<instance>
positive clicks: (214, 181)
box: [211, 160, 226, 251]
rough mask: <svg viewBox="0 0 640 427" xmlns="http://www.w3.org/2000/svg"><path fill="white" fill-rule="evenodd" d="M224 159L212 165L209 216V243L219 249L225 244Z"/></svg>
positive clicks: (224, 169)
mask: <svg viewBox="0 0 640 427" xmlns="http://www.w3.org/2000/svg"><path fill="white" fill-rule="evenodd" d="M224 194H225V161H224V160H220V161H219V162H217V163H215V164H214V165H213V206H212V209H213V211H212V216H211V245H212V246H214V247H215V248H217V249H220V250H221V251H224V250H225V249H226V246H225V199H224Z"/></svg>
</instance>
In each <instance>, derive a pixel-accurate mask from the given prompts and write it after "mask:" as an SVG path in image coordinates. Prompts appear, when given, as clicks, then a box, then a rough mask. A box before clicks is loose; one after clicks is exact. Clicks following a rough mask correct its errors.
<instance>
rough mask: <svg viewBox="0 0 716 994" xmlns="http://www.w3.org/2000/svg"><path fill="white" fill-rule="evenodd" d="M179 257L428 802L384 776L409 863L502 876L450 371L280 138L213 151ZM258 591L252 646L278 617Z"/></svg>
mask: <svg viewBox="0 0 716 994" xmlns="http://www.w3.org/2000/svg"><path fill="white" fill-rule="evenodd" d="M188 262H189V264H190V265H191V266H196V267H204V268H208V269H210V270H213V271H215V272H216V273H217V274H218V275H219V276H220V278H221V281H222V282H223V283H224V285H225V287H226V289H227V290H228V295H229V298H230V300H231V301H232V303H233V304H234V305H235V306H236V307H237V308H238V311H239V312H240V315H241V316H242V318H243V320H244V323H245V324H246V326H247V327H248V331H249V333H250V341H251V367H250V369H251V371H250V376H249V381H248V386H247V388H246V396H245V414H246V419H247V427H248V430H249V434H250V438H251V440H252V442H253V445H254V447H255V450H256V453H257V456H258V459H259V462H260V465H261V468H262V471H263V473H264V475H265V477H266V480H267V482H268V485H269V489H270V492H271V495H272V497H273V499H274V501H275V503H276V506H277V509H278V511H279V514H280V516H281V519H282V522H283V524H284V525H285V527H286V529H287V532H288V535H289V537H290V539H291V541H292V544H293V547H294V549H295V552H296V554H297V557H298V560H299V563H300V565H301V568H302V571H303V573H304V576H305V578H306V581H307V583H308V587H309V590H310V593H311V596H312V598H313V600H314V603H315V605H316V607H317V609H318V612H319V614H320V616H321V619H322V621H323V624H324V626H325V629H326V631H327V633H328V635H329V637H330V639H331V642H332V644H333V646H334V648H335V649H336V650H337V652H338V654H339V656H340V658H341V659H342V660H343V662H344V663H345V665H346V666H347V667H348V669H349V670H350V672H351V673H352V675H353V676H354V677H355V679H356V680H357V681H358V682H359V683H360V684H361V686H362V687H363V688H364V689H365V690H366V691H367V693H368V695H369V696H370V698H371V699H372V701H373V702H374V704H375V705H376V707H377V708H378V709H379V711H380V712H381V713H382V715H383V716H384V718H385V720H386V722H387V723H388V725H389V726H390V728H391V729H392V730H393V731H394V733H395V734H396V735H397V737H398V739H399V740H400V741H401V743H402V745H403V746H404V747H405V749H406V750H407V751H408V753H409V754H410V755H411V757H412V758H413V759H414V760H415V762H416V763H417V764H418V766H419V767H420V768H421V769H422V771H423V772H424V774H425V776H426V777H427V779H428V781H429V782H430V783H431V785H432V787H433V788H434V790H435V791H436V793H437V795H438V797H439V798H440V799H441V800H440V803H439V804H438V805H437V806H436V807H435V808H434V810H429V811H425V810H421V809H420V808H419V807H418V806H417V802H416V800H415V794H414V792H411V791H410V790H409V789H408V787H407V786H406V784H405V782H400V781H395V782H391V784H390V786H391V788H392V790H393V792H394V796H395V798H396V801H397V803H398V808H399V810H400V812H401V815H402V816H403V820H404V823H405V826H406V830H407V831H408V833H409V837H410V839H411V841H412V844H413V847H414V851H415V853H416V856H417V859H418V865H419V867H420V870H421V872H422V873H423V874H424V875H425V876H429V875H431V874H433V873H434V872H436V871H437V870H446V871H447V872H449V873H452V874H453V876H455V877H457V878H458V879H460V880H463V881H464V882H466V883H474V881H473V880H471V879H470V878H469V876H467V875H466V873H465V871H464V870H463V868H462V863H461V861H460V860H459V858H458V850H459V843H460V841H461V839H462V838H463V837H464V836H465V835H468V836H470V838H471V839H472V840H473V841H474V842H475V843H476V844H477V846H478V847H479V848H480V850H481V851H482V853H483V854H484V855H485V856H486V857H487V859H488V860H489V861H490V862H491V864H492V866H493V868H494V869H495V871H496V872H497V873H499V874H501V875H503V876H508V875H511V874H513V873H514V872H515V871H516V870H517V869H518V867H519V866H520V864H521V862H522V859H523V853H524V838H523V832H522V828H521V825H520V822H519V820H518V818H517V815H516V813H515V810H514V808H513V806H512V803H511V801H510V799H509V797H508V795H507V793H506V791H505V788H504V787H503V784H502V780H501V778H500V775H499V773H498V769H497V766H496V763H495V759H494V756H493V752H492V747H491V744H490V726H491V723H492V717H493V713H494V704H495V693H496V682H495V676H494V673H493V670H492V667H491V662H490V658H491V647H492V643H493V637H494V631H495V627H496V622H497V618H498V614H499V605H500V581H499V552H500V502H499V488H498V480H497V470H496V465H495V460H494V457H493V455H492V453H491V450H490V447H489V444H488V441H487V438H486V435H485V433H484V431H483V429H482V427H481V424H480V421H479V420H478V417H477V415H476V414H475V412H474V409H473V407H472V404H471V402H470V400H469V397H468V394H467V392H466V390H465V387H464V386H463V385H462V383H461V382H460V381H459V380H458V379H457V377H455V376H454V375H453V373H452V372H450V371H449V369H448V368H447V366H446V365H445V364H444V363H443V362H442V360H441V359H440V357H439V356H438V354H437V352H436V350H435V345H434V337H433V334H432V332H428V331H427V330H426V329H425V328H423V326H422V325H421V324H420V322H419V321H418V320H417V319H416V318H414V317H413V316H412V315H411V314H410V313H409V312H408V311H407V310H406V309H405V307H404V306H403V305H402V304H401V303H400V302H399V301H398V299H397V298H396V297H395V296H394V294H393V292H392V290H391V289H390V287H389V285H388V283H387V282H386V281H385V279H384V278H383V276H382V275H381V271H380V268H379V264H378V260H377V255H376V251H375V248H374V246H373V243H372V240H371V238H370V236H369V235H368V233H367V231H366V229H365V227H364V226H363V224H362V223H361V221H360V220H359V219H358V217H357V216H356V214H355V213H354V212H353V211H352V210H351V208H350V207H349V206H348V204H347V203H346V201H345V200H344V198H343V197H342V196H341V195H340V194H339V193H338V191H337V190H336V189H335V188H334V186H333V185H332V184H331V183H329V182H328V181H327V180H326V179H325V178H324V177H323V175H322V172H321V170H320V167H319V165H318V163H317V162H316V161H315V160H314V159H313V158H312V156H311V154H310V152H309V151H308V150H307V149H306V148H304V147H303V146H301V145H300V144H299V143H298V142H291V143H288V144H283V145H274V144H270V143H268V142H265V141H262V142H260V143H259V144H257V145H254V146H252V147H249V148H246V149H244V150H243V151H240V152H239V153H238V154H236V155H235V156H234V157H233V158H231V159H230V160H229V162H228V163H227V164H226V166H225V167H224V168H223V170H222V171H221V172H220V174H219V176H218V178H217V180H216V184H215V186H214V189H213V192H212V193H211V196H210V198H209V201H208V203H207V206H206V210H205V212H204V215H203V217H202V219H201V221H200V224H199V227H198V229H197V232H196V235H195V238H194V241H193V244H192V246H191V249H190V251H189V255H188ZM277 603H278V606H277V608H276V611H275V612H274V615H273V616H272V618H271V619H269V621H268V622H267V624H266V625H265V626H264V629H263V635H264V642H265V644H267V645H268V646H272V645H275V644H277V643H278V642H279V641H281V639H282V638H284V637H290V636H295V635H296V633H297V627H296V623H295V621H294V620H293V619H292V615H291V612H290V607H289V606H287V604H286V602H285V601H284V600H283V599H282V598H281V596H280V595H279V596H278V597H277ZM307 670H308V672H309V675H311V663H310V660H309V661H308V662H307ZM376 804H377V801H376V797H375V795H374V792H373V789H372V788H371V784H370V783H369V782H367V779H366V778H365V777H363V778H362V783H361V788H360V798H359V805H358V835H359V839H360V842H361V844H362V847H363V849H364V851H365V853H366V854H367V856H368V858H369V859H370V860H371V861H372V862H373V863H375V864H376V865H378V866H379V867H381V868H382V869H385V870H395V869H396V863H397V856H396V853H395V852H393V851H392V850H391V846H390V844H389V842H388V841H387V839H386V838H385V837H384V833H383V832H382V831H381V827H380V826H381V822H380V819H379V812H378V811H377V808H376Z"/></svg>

····················

_ASSIGNMENT:_
Select every line in the records above that contains the word "positive".

_ANSWER FOR THIS EXERCISE:_
positive clicks: (214, 181)
positive clicks: (224, 169)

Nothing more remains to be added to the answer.